Mayflower
YEAR: | 2019 |
DURATION: | 12 minutes |
CATEGORY: | Orchestra |
INSTRUMENTATION: | 2(+picc).2(+eng hn).2.2 - 4.3.3.1. - timpani - 3 percussion - harp - strings |
PREMIERE: | November 7, 2020 Cape Cod, Massachusetts Conductor // Jung Ho Pak |
COMMISSION: | Cape Symphony // Plymouth Philharmonic |
Narration:
The Mayflower Compact and the Seeds of American Democracy
In September 1620, the Mayflower set sail from England to the New World. The ship was a merchant vessel, which normally transported sweet wine or wool rather than the one-hundred-and-two men, women and children she now carried. Among them was a little band of Puritan Separatists we know as the Pilgrims. They were headed for Northern Virginia and had a charter to create a community there where they could live and worship, free from persecution by King James of England. As the wind filled the sails and their ship bravely launched into the Atlantic, they looked to the horizon with hearts full of hope.
But their faith was soon tested as gales shook the masts and icy waves crashed over the rail. Rations ran low and hunger, seasickness and scurvy swept through the ship. The Pilgrims shouted their prayers over the roar of the wind, and over the groans from the cargo hold below. And they worried about the challenges – and possible dangers – that awaited them. For, if they made landfall, they would immediately have to carve a new settlement out of a rumored harsh wilderness. But first they had to survive thousands of miles of stormy ocean.
Two months later, they awoke to a clear, crisp November morning and the joyful sight of a tall ridge of dunes before them. They had been delivered from the raging sea, but in the process, blown hundreds of miles off-course to the shores of Cape Cod.

####################

> **TASK LIST**:
1 - Can you duplicate the rows from the line containing "Per instance of the window mullion, set" through the end of the rows, including both ends?
2 - Can you write the next part of the Mayflower narration, picking up right after its final sentence?
The text and the rows have no connection to each other.

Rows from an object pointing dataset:
####################

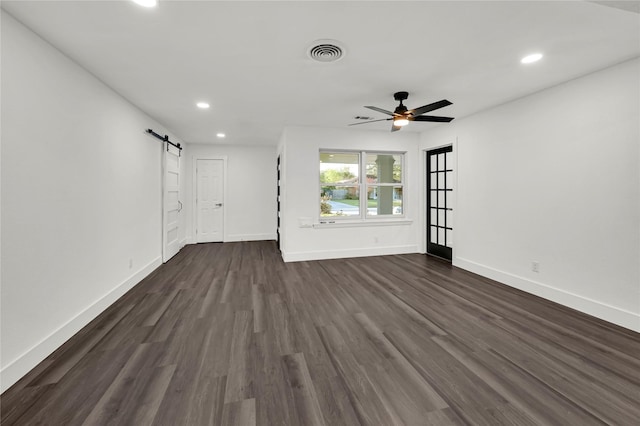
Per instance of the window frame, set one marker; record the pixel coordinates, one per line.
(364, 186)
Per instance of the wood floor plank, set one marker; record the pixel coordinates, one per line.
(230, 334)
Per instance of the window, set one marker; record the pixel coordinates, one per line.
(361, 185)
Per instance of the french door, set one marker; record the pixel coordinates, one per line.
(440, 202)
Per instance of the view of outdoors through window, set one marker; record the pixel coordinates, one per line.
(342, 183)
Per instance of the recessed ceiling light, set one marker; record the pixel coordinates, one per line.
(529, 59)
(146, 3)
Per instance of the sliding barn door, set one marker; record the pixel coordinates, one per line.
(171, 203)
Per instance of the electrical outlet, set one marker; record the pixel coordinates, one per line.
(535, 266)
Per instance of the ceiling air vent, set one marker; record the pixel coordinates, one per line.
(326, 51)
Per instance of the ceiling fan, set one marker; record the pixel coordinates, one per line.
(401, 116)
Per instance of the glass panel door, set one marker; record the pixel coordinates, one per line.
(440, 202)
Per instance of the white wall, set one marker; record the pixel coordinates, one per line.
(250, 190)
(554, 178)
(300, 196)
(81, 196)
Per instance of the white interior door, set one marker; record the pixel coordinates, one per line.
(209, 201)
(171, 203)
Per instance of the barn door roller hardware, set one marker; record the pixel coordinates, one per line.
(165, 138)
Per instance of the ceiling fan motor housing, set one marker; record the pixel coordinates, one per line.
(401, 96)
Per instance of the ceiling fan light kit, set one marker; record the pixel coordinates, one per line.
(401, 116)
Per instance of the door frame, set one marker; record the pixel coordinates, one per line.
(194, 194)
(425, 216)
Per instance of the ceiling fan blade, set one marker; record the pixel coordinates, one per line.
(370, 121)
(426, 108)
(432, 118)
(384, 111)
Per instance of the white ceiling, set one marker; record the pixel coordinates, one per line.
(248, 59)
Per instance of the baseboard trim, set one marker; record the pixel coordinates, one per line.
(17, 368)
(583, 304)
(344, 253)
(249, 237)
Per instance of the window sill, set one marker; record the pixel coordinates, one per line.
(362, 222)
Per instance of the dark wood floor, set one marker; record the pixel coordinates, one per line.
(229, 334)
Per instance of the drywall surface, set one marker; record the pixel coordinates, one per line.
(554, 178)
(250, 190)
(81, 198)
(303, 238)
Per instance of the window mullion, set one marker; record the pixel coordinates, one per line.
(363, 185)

####################

> **EXPECTED RESULTS**:
1 -
Per instance of the window mullion, set one marker; record the pixel coordinates, one per line.
(363, 185)

2 -
The majority of the Mayflower's passengers were not part of the Pilgrim’s flock. They were called the “Strangers.” Under the terms of the charter, all of the passengers were to stick together, but the alliance between the Pilgrims and the Strangers was an uneasy one. And once they realized they weren’t in Virginia, many of the Strangers declared the charter was void. They threatened to mutiny and go off on their own as soon as the ship anchored. It looked like the fledgling colony would be torn apart before it got started.
The Pilgrims believed that to survive, everyone had to stay united. They had to create a community that fit the needs of Separatist and Stranger alike. They outlined that vision in the document known as the Mayflower Compact. It was a contract in which the colonists claimed authority to rule themselves, not in the name of King James but, of their own free will. Collectively, they would have the power to elect leaders and make “just and equal laws” for the general good of the colony.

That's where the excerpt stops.